_GIVEN EXERCISE A_
In the records below, put everything from the line containing "Task: list a point for each instance of the brick" down to the last line of the records into a numbered list, leaving out blank lines.

1. Introduction
A variety of developed polymeric semiconductors have shown good electrical performances and, in many cases, outperform their metal oxide (ZnO, etc.) and amorphous silicon counterparts [1,2,3]. The planar structures of the polymeric chains have been shown to give rise to increased extents of molecular self-assembly and well-developed microcrystalline domains, and thereby high electrical performances with field-effect mobilities (μFETs) of over 70 cm2/(V∙s) in organic field-effect transistors (OFETs) [4,5]. Various printing technologies, such as capillary force lithography and roll-to-roll coating, as well as aerosol jet, inkjet, and electrohydrodynamic-jet (EHD) printing, have been recently used to deposit and pattern polymeric semiconductors [6,7,8,9].
EHD printing has proven to be a particularly cost-effective and simple printing tool [10]. This printing tool generates a strong electrostatic field between a nozzle tip and a substrate to eject ink directly from the nozzle, and, as a result, can produce diverse fine patterns of polymeric semiconductors from the micro- to nano-scale without the need for any pre-patterned topographical or chemical pattern [11,12,13]. In addition, EHD printing is suitable for printing semiconducting polymers because of the relatively high viscosities of such polymer inks, compared to those of small-molecule inks; as a result, this printing tool can produce high-resolution patterns of polymeric semiconductors [14].
In this study, we demonstrated EHD printing of a diketopyrrolopyrrole (DPP)-based copolymer, namely poly[2,5-bis(7-decylnonadecyl)pyrrolo[3,4-c]pyrrole-1,4(2H,5H)-dione-(E)-(1,2-bis(5-(thiophen-2-yl)selenophen-2-yl)ethene) (P-29-DPPDTSE), as shown in Figure 1a, to fabricate patterned OFETs. DPP-based copolymers constitute a kind of donor-acceptor (D-A) conjugated copolymer and have been studied intensively due to their planar backbones and strong inter/intramolecular charge transport [15,16]. Various DPP-based copolymers have been investigated for use in OFETs [5,16,17,18,19,20,21]. Of these copolymers, for this study, we chose P-29-DPPDTSE in a previously reported investigation due to its high field-effect mobility (μFET) [5]. The EHD-printed P-29-DPPDTSE films made using this copolymer showed moderate surface roughness and homogeneous crystalline morphology. EHD-printed films showed typical p-type behavior with μFETs of about 0.45 cm2/(V∙s) when annealed at 200 °C. To investigate the properties of printed P-29-DPPDTSE OFETs, specifically to study the morphological properties of their films, we analyzed them using optical microscopy (OM), atomic force microscopy (AFM), and X-ray diffraction (XRD). In addition, to confirm the feasibility of using EHD-printed P-29-DPPDTSE OFETs in a high-voltage logic circuit operation, a compact model library to describe the electrical behaviors of P-29-DPPDTSE OFETs was developed. By implementing the developed compact model library into a circuit simulator such as SPICE, we successfully evaluated the high-voltage-logic operation of a p-type organic inverter and ring oscillator with, respectively, 1.2 kHz operating frequencies in a 40 V supply condition.

_GIVEN EXERCISE B_
From the introduction above, duplicate everything from "EHD printing has" down to "polymeric semiconductors [14]." word for word.

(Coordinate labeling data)
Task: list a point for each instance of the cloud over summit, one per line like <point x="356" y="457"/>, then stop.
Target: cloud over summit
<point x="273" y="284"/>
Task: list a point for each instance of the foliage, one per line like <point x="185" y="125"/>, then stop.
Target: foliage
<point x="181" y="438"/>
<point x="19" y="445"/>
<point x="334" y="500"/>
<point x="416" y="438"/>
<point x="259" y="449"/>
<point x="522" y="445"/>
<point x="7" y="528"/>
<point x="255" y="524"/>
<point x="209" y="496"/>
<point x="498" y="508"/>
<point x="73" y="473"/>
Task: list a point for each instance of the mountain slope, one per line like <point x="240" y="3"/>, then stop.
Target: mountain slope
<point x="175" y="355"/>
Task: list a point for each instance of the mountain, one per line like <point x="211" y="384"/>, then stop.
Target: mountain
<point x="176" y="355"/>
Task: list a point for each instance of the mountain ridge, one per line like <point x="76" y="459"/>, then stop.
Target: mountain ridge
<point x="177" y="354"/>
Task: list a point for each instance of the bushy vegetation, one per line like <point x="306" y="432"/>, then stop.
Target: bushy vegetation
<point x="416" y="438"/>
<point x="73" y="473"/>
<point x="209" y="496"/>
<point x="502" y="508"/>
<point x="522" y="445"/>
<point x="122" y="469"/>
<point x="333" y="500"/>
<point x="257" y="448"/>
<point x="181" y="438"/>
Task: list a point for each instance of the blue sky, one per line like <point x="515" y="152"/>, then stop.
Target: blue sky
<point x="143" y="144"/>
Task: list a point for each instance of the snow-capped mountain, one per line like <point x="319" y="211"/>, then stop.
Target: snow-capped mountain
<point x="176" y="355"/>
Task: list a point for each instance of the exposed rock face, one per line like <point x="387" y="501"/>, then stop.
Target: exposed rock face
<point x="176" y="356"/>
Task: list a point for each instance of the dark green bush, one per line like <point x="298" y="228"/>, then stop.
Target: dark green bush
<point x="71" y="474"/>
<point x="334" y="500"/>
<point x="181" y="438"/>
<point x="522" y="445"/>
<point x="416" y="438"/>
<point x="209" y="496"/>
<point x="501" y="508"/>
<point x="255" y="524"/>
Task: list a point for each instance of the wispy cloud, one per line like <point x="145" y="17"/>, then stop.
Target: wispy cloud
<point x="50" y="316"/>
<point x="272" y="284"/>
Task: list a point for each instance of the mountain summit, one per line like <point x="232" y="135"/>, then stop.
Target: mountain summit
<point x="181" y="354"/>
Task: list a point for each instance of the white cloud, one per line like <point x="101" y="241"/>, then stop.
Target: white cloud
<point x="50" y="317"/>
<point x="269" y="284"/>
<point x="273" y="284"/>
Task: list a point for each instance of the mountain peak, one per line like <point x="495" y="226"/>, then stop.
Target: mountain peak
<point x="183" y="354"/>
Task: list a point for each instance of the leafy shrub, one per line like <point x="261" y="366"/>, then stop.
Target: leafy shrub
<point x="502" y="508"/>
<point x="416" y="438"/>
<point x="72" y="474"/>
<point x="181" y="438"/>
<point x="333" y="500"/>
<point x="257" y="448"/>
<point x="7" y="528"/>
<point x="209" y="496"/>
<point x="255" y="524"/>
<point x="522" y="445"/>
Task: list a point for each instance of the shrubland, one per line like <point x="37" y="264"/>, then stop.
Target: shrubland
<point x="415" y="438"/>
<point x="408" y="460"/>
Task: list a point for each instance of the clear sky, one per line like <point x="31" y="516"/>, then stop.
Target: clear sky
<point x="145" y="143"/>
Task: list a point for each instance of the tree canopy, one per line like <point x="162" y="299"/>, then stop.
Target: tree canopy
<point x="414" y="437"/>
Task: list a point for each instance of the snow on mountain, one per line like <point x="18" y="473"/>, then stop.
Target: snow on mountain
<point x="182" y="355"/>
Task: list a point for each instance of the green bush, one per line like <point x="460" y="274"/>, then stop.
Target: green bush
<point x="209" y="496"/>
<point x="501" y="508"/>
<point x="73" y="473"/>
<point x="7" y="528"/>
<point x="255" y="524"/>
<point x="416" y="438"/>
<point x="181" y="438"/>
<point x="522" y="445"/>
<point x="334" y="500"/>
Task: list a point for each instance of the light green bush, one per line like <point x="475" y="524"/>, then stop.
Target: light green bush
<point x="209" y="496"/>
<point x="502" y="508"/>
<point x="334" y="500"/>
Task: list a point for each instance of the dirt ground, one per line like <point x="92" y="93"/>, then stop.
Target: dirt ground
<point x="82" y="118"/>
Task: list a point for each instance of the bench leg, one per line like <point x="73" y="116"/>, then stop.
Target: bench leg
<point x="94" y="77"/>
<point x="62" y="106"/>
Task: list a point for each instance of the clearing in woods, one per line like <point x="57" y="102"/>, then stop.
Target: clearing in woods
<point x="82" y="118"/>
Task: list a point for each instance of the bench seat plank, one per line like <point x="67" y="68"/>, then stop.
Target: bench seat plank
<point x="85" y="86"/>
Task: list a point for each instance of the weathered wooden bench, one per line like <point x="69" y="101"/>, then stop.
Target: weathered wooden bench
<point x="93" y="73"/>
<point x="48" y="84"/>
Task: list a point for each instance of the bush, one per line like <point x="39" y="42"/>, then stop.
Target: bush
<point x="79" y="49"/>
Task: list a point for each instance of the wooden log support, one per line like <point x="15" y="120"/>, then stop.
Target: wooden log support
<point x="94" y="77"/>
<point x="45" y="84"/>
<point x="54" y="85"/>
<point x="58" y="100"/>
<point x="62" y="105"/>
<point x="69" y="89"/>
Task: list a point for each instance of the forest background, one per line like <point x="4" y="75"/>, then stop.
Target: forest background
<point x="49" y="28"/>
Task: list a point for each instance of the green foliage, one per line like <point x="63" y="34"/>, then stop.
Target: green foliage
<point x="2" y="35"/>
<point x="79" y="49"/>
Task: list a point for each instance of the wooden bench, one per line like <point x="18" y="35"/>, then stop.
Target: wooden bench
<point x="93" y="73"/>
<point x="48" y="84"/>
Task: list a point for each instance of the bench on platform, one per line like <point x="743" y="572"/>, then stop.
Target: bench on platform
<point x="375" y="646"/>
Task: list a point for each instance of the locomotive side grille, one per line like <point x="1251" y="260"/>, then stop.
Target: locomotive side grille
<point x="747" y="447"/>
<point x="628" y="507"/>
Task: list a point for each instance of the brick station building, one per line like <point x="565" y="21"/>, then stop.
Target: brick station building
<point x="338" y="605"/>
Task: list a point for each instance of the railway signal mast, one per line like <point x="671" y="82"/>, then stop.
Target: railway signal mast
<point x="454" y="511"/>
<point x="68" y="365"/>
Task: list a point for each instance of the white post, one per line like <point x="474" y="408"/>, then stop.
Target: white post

_WORKED SOLUTION A_
1. Task: list a point for each instance of the brick station building, one per line like <point x="565" y="21"/>, then stop.
2. Target: brick station building
3. <point x="338" y="605"/>
4. Task: list a point for each instance of the railway signal mast, one per line like <point x="671" y="82"/>, then stop.
5. Target: railway signal mast
6. <point x="454" y="511"/>
7. <point x="68" y="365"/>
8. Task: list a point for each instance of the white post, one per line like <point x="474" y="408"/>, then stop.
9. Target: white post

_WORKED SOLUTION B_
EHD printing has proven to be a particularly cost-effective and simple printing tool [10]. This printing tool generates a strong electrostatic field between a nozzle tip and a substrate to eject ink directly from the nozzle, and, as a result, can produce diverse fine patterns of polymeric semiconductors from the micro- to nano-scale without the need for any pre-patterned topographical or chemical pattern [11,12,13]. In addition, EHD printing is suitable for printing semiconducting polymers because of the relatively high viscosities of such polymer inks, compared to those of small-molecule inks; as a result, this printing tool can produce high-resolution patterns of polymeric semiconductors [14].